(Text passage):
Wednesday, November 17, 2021


How effective are Covid boosters? British findings

Since September all over-50s and the clinically vulnerable – 32million Britons in total – have been eligible for third doses. Yesterday this was extended to all those aged 40 to 49, an extra eight million, who can book their jabs from Monday. Individuals can only have their booster dose once six months has passed since their second.

How effective are boosters?

They are incredibly effective at topping up immunity, slashing the risk of infection by an extra 80 per cent compared with not having a booster. They are also likely to offer even greater protection against hospitalisation and death.

Yesterday the UK Health Security Agency published the first real-world data on protection offered by boosters, based on the cases of 271,000 over-50s. Two weeks after receiving a booster dose, protection against symptomatic infection increases to 94 per cent. This reverses the decline in protection six months after the second dose, when it drops to 44 per cent for the Oxford/AstraZeneca jab and 63 per cent for the Pfizer jab.

Since September all over-50s and the clinically vulnerable ¿ 32million Britons in total ¿ have been eligible for third doses (stock image) +2
Since September all over-50s and the clinically vulnerable – 32million Britons in total – have been eligible for third doses (stock image)

(Questions to answer):
a: Reproduce the text of the Covid booster article, starting with "How effective are Covid" and going on through "effective are boosters?".
b: Write the next part of the Covid booster article, picking up after its last sentence.

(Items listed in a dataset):

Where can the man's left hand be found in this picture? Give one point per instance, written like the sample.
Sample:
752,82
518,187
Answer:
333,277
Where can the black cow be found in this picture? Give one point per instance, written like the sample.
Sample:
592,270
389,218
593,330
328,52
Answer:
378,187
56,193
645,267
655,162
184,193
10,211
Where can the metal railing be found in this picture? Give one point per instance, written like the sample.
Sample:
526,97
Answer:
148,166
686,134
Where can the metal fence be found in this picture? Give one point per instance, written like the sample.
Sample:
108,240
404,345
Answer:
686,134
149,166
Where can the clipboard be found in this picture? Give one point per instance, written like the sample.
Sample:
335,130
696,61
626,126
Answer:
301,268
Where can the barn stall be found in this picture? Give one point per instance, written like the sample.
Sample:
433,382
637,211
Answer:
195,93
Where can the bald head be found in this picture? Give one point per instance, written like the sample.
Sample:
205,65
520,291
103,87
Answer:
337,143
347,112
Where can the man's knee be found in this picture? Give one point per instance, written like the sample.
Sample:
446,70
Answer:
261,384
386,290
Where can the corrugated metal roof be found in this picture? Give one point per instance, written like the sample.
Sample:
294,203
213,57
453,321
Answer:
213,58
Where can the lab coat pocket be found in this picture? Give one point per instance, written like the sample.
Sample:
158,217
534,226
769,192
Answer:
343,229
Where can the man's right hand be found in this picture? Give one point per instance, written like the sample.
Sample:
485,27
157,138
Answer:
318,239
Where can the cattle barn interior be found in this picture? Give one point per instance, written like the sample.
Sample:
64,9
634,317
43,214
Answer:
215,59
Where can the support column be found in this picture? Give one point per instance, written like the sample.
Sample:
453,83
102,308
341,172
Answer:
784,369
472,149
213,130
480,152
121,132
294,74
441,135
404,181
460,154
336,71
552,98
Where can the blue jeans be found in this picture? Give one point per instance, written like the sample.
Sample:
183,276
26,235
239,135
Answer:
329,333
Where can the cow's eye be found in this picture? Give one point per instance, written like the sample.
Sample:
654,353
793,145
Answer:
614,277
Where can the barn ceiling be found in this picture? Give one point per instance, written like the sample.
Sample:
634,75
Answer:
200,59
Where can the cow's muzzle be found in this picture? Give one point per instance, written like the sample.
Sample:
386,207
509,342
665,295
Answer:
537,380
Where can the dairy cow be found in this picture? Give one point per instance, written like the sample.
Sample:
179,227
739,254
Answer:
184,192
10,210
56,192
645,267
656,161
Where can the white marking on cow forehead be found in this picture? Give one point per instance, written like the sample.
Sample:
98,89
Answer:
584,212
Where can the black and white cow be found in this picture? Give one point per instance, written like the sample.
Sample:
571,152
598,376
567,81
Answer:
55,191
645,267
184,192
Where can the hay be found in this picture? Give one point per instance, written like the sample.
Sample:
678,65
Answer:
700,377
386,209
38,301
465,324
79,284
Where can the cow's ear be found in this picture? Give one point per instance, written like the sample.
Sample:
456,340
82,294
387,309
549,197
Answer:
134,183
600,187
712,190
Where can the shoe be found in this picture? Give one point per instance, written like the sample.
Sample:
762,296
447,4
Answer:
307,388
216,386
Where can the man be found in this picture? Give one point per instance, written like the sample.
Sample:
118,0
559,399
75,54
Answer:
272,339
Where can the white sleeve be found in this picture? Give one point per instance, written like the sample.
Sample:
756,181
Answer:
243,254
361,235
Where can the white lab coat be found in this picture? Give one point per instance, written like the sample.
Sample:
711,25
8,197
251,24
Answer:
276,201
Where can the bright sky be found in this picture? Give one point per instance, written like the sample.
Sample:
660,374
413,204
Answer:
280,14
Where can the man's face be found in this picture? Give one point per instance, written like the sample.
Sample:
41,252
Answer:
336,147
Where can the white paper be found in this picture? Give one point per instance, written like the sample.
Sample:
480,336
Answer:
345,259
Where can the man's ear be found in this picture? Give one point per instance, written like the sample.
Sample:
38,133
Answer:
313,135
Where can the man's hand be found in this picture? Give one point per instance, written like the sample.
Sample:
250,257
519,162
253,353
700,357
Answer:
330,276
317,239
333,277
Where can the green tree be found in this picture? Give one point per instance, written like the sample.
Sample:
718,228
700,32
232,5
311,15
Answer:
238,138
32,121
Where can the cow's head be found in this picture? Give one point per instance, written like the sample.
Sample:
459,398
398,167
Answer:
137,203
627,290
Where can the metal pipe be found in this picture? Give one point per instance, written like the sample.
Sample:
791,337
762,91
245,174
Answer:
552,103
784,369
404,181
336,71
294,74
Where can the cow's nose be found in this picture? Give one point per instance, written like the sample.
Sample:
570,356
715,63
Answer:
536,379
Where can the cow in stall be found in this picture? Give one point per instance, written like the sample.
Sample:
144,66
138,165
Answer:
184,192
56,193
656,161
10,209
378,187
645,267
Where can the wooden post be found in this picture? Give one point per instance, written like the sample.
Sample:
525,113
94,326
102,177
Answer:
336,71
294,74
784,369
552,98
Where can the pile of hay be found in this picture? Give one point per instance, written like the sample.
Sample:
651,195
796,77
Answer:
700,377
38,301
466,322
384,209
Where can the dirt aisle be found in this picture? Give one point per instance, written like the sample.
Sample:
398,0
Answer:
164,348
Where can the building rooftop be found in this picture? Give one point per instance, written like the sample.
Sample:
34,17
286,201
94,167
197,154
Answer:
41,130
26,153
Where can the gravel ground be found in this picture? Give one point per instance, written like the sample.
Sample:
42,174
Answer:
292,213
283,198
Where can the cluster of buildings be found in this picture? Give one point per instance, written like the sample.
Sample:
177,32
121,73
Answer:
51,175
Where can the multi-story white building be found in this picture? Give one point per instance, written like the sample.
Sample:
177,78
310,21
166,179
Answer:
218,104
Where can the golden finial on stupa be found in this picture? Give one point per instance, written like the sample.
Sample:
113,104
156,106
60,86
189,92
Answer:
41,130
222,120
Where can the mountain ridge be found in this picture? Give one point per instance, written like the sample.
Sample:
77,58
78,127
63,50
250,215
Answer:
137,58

(Replies):
a:
How effective are Covid boosters? British findings

Since September all over-50s and the clinically vulnerable – 32million Britons in total – have been eligible for third doses. Yesterday this was extended to all those aged 40 to 49, an extra eight million, who can book their jabs from Monday. Individuals can only have their booster dose once six months has passed since their second.

How effective are boosters?

b:
Will under-40s get boosters?

Given the remarkable success of boosters at slashing the risk of infection, it seems likely that other age groups will soon be offered boosters as well. The Joint Committee on Vaccination and Immunisation are monitoring data to see if immunity is waning in under-40s, and will make a recommendation in due course.

Will I need my booster to travel abroad?

Boris Johnson said third doses will soon be added to the NHS Covid App and be essential to go abroad without the need to quarantine. However, this is unlikely to be implemented until next summer.

The Prime Minister yesterday warned 'storm clouds' of infection are gathering over Europe, forcing nations back into restrictions, with the concern Britain could be next. Officials are also worried about record pressures on the NHS, with the ambulance service in particular in crisis. Ministers believe boosters are vital to prevent a hospitalisations surge that could topple the NHS this winter.

How many people have had boosters?

The programme got off to a slow start but is now accelerating, with record numbers delivered last week. So far 12.8million people in the UK have had boosters out of around 20million who are eligible. About two thirds of eligible over-50s have had their booster, rising to three quarters of eligible over-75s. But this means millions remain vulnerable as their immunity wanes.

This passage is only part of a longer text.